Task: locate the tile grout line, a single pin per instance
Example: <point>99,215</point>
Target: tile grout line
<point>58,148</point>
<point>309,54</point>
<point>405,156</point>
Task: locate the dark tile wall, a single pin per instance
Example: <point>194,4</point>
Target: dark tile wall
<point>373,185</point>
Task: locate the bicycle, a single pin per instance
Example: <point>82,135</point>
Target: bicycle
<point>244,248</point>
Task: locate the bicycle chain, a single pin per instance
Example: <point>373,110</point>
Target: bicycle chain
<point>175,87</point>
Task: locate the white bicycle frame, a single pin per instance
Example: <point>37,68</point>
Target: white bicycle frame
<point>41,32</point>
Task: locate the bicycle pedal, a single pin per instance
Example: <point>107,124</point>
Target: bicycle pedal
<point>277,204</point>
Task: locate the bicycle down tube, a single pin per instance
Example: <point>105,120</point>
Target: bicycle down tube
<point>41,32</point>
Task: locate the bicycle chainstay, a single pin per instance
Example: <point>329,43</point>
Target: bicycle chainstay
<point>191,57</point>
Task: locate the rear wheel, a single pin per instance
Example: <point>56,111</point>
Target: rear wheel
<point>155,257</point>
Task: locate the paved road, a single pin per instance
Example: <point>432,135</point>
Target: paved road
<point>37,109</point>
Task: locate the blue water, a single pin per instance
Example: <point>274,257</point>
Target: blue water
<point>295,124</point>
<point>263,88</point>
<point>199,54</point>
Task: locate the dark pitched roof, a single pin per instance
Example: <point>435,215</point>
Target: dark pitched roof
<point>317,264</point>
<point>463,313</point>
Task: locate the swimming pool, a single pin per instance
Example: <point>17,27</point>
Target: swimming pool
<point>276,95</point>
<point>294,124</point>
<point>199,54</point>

################

◆ **Task prompt**
Write out all of the data above word for word, keeping every line and its order unchanged.

◆ **Correct result**
Task: locate the tile grout line, a single pin per instance
Example: <point>99,215</point>
Target: tile grout line
<point>58,148</point>
<point>309,54</point>
<point>405,156</point>
Task: locate the dark tile wall, a single pin per instance
Example: <point>194,4</point>
Target: dark tile wall
<point>373,185</point>
Task: locate the bicycle, a single pin per instance
Example: <point>82,135</point>
Target: bicycle
<point>244,248</point>
Task: locate the bicycle chain, a single pin per instance
Example: <point>373,110</point>
Target: bicycle chain
<point>175,87</point>
Task: locate the white bicycle frame, a single pin per instance
Example: <point>37,68</point>
Target: white bicycle frame
<point>41,32</point>
Task: locate the bicycle pedal, a single pin per instance
Example: <point>107,124</point>
Target: bicycle pedal
<point>277,204</point>
Task: locate the bicycle down tube, a single pin per instance
Example: <point>105,120</point>
Target: bicycle down tube
<point>41,32</point>
Task: locate the bicycle chainstay, a single pin per instance
Example: <point>329,43</point>
Target: bicycle chainstay
<point>191,57</point>
Task: locate the rear wheel, a single pin per instance
Example: <point>56,111</point>
Target: rear wheel
<point>155,257</point>
Task: locate the paved road, a single pin per instance
Example: <point>432,135</point>
Target: paved road
<point>37,109</point>
Task: locate the blue water, a single pin per instance
Example: <point>274,257</point>
Target: blue water
<point>295,124</point>
<point>263,88</point>
<point>199,54</point>
Task: locate the dark pitched roof, a single pin per instance
Example: <point>435,215</point>
Target: dark pitched roof
<point>317,264</point>
<point>463,313</point>
Task: locate the swimming pool, a single pin per instance
Example: <point>17,27</point>
Target: swimming pool
<point>276,95</point>
<point>294,124</point>
<point>199,54</point>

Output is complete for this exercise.